#### How to complete this task:
Look for "splashing" in the listing below. Gather each line that contains it.

Data listing START

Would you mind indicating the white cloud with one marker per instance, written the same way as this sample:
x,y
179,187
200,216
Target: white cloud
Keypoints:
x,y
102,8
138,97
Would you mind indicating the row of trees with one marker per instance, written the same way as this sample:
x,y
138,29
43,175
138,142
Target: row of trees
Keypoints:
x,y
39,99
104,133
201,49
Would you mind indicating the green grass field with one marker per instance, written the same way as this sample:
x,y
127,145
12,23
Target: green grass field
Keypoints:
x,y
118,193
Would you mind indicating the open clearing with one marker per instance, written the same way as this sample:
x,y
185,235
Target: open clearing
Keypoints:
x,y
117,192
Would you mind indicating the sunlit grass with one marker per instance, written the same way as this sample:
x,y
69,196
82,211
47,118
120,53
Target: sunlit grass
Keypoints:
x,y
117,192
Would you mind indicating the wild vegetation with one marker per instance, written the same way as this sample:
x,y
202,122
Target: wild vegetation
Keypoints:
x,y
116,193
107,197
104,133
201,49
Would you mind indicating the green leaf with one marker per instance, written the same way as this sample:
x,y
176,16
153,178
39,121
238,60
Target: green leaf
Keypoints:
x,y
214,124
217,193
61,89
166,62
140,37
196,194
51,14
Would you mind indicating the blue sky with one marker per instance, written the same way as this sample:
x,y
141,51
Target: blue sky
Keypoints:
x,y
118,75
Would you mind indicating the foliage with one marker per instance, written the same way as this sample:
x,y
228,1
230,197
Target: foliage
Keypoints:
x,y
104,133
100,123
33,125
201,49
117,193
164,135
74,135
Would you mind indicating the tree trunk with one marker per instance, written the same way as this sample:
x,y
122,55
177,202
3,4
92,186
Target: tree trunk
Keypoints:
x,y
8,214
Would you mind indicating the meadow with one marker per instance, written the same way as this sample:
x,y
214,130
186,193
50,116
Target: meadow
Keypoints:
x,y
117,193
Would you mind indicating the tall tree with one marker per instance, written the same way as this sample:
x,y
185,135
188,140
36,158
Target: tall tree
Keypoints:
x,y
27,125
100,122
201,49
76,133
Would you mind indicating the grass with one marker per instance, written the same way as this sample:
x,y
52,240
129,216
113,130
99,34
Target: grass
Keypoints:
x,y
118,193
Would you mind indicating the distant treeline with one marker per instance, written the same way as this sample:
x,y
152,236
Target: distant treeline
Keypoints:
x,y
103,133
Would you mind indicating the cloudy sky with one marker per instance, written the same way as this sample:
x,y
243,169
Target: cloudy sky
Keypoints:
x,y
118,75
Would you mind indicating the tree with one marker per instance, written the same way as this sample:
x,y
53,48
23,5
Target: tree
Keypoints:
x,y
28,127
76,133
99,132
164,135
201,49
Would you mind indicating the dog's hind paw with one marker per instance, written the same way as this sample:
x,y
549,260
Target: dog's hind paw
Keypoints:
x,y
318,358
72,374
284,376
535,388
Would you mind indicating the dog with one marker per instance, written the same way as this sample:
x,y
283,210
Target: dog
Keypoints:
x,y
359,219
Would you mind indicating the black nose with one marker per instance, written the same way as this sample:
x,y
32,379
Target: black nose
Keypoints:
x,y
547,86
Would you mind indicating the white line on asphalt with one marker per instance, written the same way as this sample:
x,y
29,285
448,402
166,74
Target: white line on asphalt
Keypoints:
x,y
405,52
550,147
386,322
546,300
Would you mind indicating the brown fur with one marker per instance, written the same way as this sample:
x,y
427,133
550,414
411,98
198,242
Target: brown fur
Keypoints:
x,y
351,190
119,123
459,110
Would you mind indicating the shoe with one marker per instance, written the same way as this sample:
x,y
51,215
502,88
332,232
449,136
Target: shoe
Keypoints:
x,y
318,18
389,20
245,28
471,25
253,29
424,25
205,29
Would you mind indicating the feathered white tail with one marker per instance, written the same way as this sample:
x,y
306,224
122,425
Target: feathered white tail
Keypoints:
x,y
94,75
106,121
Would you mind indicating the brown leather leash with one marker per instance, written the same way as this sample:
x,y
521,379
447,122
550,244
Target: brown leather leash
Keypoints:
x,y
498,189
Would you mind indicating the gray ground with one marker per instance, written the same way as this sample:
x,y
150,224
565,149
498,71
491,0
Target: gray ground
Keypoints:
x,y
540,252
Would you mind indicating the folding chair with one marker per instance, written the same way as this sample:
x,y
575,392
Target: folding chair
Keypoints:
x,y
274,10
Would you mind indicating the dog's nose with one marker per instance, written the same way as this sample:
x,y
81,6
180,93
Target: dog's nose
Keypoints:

Data listing END
Data listing START

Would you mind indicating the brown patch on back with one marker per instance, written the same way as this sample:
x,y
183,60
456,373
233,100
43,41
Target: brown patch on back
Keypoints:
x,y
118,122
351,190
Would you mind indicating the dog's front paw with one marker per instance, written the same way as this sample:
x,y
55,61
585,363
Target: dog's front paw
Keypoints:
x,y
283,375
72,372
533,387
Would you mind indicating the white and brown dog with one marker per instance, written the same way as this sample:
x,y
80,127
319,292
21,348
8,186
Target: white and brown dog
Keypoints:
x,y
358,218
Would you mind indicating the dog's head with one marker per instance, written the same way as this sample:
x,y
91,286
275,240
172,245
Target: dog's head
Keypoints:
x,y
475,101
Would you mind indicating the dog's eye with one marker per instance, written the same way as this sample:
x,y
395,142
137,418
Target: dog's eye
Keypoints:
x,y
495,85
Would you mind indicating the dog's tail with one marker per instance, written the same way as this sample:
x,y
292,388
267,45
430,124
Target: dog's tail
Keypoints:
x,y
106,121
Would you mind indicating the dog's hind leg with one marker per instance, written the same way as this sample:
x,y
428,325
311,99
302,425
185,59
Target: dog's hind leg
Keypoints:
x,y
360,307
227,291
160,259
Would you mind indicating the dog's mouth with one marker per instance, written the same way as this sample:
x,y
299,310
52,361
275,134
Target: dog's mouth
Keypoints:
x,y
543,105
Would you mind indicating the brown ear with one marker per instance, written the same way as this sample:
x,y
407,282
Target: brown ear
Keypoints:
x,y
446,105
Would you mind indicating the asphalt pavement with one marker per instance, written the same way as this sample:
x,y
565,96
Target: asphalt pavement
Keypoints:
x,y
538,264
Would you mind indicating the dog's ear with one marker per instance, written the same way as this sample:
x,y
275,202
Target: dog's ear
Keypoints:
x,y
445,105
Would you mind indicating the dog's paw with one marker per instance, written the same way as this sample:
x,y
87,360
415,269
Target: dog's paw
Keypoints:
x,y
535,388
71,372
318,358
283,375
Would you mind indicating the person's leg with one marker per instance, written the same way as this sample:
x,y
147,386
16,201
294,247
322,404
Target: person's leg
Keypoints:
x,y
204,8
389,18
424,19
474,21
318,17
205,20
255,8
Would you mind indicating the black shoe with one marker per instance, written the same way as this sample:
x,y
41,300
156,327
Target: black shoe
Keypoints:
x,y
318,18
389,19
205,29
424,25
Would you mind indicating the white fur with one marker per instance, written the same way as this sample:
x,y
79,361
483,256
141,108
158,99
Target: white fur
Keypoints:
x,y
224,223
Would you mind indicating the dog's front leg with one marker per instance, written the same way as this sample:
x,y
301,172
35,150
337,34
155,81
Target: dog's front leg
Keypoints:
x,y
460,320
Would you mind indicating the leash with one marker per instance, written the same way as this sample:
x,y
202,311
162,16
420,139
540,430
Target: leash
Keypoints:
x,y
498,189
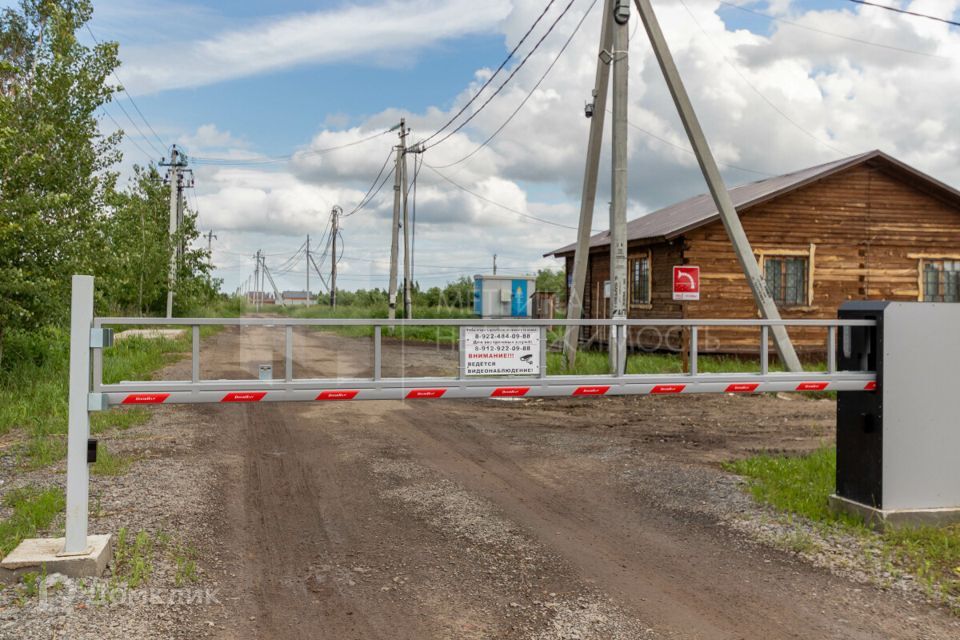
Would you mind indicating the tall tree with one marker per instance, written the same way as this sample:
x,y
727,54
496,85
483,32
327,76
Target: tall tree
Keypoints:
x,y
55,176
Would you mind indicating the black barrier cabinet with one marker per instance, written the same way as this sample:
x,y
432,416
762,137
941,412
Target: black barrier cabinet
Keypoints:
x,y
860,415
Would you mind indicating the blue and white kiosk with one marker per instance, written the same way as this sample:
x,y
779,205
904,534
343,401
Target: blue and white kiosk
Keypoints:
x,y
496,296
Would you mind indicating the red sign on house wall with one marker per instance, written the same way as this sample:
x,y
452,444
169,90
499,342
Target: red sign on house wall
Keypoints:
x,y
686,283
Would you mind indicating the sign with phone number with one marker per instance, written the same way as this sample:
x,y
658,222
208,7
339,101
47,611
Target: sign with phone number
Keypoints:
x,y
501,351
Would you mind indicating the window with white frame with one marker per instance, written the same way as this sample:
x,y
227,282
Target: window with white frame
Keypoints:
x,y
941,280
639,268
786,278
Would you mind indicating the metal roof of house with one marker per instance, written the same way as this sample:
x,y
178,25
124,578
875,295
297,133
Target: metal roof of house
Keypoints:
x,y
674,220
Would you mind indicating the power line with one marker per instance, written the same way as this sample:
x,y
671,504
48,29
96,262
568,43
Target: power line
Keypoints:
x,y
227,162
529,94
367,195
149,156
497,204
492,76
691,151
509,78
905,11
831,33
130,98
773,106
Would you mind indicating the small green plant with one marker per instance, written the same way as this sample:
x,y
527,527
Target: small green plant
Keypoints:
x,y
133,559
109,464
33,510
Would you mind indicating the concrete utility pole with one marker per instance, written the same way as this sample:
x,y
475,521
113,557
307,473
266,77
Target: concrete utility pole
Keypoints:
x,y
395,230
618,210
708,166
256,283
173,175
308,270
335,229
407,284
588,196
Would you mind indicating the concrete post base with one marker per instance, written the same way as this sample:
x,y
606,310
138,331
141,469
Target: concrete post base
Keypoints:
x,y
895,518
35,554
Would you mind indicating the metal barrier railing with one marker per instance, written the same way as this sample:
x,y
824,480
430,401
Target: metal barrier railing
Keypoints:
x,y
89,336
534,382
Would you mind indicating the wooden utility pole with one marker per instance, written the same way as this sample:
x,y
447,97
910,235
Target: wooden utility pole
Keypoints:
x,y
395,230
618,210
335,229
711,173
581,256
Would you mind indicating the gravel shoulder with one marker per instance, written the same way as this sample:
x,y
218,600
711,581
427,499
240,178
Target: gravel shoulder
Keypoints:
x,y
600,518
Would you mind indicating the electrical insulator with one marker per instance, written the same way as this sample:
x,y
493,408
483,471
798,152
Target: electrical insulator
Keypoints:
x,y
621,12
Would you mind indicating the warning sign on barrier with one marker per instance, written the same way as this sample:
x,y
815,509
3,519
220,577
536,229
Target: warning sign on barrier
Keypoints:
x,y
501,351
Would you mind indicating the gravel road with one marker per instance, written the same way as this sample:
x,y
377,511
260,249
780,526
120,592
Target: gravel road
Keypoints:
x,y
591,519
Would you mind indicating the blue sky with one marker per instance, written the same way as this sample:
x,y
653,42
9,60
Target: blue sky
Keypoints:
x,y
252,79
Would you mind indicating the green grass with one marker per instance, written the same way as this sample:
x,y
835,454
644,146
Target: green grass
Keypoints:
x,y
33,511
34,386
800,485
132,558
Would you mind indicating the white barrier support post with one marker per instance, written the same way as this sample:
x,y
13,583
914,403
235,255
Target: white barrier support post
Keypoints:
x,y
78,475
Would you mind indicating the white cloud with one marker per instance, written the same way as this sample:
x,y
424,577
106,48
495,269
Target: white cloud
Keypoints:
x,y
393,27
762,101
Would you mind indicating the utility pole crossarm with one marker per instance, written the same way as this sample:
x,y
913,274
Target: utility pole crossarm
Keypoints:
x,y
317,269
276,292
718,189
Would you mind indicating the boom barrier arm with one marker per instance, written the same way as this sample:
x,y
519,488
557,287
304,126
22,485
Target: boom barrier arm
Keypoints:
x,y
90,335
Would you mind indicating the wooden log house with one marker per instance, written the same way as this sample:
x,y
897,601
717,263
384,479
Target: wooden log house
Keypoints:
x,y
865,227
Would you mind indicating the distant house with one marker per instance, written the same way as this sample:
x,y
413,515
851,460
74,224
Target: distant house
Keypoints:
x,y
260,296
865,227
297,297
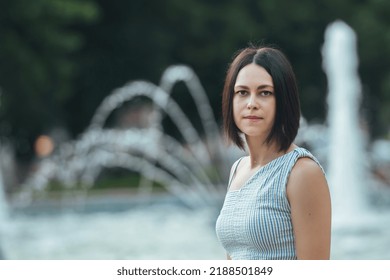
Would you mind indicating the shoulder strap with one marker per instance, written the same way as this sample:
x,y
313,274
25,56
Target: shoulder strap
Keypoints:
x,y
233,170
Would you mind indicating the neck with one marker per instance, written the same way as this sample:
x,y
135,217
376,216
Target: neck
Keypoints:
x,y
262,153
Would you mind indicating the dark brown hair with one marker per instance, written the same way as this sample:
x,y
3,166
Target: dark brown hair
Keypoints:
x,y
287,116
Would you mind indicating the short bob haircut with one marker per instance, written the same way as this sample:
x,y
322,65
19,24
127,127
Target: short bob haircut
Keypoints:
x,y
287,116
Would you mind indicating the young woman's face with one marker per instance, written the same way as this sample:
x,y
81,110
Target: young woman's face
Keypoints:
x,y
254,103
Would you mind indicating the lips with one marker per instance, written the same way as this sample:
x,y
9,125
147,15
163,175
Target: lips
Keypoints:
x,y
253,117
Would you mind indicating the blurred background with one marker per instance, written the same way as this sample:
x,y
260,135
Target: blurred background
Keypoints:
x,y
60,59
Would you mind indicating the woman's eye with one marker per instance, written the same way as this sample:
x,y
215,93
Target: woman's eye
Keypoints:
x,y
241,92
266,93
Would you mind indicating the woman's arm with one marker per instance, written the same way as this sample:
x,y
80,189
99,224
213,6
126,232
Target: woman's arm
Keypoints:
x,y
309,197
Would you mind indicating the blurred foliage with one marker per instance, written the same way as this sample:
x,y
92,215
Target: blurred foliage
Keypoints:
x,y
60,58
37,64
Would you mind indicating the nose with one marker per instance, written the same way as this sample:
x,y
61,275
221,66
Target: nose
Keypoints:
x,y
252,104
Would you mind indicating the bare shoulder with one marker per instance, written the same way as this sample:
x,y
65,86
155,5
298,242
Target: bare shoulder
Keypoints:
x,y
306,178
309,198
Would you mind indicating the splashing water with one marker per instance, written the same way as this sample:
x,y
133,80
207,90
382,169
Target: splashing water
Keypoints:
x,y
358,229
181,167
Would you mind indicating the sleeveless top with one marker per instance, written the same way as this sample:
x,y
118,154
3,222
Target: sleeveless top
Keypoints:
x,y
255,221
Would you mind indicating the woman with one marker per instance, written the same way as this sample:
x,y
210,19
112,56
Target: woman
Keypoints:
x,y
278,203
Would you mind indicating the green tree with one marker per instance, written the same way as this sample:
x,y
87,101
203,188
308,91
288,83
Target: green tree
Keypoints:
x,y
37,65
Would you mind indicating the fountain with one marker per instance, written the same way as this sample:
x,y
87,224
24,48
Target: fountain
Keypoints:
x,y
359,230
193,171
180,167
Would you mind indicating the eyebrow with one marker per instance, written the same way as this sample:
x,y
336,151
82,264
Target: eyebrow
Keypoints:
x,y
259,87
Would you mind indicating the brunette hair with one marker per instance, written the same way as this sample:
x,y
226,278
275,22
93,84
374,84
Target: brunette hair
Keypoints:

Data listing END
Data listing START

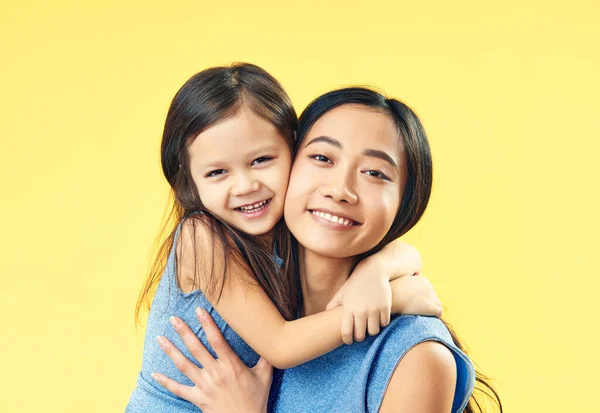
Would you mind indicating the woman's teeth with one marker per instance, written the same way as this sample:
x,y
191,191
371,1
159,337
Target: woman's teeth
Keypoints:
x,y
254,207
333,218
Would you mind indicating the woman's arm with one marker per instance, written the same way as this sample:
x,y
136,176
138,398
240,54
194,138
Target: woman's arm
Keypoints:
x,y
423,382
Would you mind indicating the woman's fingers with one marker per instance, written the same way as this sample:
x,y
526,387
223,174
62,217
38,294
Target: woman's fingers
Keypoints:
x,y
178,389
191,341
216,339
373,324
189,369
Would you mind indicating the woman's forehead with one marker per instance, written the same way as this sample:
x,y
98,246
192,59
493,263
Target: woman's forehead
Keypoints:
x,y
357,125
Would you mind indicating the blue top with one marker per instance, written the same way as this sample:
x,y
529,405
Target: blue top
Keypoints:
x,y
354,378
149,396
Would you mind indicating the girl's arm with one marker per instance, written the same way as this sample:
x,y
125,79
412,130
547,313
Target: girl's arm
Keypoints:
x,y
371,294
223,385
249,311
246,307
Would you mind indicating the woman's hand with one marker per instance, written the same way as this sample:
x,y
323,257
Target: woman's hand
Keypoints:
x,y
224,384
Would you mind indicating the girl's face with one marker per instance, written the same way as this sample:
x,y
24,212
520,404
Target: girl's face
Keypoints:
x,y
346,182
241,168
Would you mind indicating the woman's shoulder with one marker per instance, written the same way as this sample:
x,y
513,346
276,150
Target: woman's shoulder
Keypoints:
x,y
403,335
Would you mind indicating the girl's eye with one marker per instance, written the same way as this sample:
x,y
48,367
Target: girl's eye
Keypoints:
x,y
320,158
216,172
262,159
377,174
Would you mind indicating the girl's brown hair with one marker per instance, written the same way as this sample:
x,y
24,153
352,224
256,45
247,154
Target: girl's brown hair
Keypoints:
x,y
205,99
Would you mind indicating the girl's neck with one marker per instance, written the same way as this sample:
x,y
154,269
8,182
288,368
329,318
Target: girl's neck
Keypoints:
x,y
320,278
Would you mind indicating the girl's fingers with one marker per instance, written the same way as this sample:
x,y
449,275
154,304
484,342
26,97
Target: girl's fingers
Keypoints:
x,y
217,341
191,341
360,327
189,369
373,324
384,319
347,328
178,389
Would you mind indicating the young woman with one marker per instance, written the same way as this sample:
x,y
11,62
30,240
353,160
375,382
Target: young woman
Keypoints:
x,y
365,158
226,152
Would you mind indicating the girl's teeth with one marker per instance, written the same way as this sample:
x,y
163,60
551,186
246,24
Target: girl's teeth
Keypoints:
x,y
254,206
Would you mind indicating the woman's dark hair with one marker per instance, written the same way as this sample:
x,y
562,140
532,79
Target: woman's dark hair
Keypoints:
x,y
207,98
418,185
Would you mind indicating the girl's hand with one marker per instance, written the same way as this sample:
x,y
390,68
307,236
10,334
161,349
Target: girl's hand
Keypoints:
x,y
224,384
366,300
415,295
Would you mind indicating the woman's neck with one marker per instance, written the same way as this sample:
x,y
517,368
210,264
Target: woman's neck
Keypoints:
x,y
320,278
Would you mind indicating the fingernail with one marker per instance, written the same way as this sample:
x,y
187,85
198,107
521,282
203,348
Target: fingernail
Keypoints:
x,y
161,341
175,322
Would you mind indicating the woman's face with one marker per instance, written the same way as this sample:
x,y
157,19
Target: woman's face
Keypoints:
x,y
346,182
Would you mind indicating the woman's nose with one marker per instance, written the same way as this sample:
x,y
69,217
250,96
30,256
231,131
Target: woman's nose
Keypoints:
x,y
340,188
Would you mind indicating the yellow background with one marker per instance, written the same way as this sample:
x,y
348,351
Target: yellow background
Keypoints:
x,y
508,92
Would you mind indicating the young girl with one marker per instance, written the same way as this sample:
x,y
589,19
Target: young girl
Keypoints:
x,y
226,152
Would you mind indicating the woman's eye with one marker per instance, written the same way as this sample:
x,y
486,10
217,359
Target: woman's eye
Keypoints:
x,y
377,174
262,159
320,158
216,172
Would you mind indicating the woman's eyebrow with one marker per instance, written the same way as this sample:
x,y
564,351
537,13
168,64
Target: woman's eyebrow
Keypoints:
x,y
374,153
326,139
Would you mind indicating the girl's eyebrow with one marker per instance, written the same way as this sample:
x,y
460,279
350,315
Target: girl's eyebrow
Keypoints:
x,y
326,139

Data listing END

#### Task response:
Would you mind indicating the splashing water with one marker per instance, written the same way as this sample:
Target: splashing water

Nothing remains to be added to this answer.